● Data extracts

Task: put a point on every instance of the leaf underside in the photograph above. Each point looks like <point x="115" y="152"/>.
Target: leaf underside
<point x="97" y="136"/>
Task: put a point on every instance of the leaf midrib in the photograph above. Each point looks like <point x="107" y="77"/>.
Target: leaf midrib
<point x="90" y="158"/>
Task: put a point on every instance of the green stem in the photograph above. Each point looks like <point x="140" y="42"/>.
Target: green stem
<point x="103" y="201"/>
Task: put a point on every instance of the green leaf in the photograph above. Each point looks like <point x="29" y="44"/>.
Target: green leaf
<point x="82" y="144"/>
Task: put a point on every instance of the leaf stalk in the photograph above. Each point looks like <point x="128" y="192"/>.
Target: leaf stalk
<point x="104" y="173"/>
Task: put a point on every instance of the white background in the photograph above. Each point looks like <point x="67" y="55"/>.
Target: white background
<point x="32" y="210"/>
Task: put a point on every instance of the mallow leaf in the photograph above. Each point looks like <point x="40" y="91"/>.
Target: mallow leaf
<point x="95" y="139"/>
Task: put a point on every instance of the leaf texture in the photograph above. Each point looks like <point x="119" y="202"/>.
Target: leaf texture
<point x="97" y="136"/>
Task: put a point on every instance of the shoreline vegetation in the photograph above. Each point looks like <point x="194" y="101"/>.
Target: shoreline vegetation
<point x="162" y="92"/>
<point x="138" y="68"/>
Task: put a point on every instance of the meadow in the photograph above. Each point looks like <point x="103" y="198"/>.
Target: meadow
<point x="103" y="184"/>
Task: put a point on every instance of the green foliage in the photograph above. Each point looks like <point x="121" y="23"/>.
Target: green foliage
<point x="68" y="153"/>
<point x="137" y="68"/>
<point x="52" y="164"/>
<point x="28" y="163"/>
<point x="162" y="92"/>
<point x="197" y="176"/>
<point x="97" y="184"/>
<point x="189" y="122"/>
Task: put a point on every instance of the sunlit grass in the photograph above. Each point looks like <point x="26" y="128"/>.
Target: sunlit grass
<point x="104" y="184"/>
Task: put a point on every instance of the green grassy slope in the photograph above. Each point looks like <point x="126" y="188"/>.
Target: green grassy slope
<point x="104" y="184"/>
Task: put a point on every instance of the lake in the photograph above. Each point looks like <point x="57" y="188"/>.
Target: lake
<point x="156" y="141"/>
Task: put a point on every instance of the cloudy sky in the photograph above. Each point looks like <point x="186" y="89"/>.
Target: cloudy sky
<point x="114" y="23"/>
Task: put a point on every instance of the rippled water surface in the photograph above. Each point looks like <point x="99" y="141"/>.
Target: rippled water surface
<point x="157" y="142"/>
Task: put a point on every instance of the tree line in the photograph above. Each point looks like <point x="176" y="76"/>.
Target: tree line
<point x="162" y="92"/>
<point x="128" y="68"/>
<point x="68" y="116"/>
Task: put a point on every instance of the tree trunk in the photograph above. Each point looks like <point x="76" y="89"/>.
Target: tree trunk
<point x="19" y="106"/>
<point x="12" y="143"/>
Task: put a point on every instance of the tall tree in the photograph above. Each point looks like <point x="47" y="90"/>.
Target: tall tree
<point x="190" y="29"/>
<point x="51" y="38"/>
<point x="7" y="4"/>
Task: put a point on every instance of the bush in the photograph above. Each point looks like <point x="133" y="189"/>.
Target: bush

● What to produce
Keep both end lines and retype everything in the records above from the line containing "Target: tree line" through the line containing "Task: put a point on every instance of the tall", exactly, with nothing else.

● Result of this exercise
Target: tree line
<point x="162" y="92"/>
<point x="128" y="68"/>
<point x="68" y="116"/>
Task: put a point on every instance of the tree trunk in the photograph above. Each point looks like <point x="76" y="89"/>.
Target: tree trunk
<point x="19" y="106"/>
<point x="12" y="143"/>
Task: put a point on every instance of the tall tree in the photograph above. Each point looks like <point x="47" y="90"/>.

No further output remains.